What you are asked to do: Set down, word for word, the passage of the Iraqi protest article below from "Meanwhile in Iraq: A" to "to the party.".

Study text:
= Beginning of Section =

Meanwhile in Iraq: A Protestor Brings a LION to Counter Police Dogs
The Iraqi police brought their dogs for the protestors, and the protestors got a lion in return.
Okay, this has to be the best story of police defiance we’ve seen all week. Iraqi protestors have been amassing for weeks now, and in response to escalating violence and strife, police officers have been using K9 officers to push back the people.
In response - and we kid you not - a man actually appears to have brought a lion to the party.
The Iraqi police brought their dogs for the protestors, and the protestors got a lion in return????— سارة الباحثة (@SaraAlHashemia) November 13, 2019
Another reason to love Iraq❣️???? pic.twitter.com/fomxq4TLoY
Striding through anti-government protests wearing the Iraqi flag, the lion was the centre of attention, as seen by footage shared on social media.
Four were killed and more than 65 harmed in clashes on Thursday with Iraqi security forces, who were trying to push them back to their main camp in central Baghdad, police and medical sources said. At least 320 people have died so far, while thousands have been wounded, as demonstrators have clashed with security forces.
Prime Minister Adel Abdul Mahdi called for calm as people were wounded in the capital on Friday, but protesters scorned his promises of political reform. The violence is the worst since Iraq put down an insurgency by Islamic State two years ago. The protests arose in the south, heartland of the Shi'ite majority, but quickly spread, with no formal leadership.
"It is sorrowful that there have been so many deaths, casualties and destruction," Iraq's most influential cleric, Grand Ayatollah Ali al-Sistani, said in a letter read out by his representative during a sermon. "The government and political sides have not answered the demands of the people to fight corruption or achieved anything on the ground," said Sistani, who stays out of day-to-day politics but whose word is law for Iraq's Shi'ites. "Parliament holds the biggest responsibility for what is happening."
The speaker of Iraq's parliament called the protests a "revolution" against corruption but urged calm and proposed reforms such as better state housing support for poor people and ensuring Iraqi graduates are included on lucrative foreign projects for energy sector development.

= End of Section =

Supplied records:
= Beginning of Section =

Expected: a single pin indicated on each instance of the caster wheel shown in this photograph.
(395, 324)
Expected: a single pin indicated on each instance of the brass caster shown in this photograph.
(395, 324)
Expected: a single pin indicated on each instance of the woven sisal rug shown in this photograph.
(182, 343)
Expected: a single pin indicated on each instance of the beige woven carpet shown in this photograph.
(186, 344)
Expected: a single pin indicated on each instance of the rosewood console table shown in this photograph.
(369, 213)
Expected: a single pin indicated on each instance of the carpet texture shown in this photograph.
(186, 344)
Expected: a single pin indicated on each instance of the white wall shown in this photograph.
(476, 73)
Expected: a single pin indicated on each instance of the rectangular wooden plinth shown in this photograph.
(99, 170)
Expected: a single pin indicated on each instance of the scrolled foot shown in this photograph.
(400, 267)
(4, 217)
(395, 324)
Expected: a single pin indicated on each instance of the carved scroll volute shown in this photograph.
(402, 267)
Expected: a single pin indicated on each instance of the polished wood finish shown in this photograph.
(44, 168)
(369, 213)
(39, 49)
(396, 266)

= End of Section =

Completed exercise:
Meanwhile in Iraq: A Protestor Brings a LION to Counter Police Dogs
The Iraqi police brought their dogs for the protestors, and the protestors got a lion in return.
Okay, this has to be the best story of police defiance we’ve seen all week. Iraqi protestors have been amassing for weeks now, and in response to escalating violence and strife, police officers have been using K9 officers to push back the people.
In response - and we kid you not - a man actually appears to have brought a lion to the party.